-- WHAT YOU SHOULD DO --
Which lines in the material below contain the string "instance", with letter case taken into account? Report each of those lines in full.

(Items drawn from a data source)
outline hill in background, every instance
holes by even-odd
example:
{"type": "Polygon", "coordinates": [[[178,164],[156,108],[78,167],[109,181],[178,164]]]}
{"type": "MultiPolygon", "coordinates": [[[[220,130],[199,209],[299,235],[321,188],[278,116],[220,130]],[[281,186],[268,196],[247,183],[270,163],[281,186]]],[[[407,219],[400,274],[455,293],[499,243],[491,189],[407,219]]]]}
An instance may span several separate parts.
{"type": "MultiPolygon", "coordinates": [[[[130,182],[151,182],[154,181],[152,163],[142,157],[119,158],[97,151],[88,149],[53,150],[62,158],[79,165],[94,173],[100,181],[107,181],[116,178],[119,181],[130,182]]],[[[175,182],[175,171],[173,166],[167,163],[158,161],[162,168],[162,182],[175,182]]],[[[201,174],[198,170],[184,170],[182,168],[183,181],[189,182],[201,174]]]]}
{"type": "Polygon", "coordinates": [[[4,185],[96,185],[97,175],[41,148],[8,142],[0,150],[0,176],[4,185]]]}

...

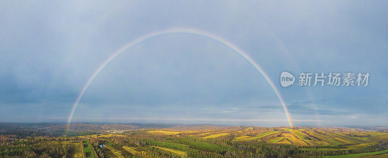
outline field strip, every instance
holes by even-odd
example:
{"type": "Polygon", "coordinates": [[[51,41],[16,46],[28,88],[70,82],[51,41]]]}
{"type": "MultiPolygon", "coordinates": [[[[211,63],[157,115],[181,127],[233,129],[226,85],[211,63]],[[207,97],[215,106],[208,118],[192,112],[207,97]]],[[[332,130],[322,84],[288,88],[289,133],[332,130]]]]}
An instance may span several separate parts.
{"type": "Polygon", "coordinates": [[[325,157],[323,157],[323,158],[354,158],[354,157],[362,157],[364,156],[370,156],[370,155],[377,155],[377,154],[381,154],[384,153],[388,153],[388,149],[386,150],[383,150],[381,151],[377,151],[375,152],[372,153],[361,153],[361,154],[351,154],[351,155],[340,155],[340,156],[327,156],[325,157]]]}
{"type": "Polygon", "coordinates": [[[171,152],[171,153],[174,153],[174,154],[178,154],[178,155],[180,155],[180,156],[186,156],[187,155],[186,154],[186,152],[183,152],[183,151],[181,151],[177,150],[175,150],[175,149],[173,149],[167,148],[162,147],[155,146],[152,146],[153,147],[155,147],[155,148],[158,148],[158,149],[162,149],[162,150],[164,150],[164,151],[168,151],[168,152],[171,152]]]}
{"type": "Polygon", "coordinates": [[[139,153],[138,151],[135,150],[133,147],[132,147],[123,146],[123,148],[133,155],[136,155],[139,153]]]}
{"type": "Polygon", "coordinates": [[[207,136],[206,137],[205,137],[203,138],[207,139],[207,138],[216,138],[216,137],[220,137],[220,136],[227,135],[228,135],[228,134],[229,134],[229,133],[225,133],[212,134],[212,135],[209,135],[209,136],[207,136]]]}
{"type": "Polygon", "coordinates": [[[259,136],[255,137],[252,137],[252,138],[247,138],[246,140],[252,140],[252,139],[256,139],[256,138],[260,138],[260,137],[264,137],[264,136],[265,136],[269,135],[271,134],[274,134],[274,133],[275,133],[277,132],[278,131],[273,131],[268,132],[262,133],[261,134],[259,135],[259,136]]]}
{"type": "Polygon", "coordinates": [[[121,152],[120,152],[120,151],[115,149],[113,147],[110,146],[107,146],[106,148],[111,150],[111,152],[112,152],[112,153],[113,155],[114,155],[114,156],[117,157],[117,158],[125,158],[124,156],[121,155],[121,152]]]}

-- RIGHT ANSWER --
outline hill in background, every instance
An instance may span several separate parts.
outline field strip, every instance
An instance may span several separate parts.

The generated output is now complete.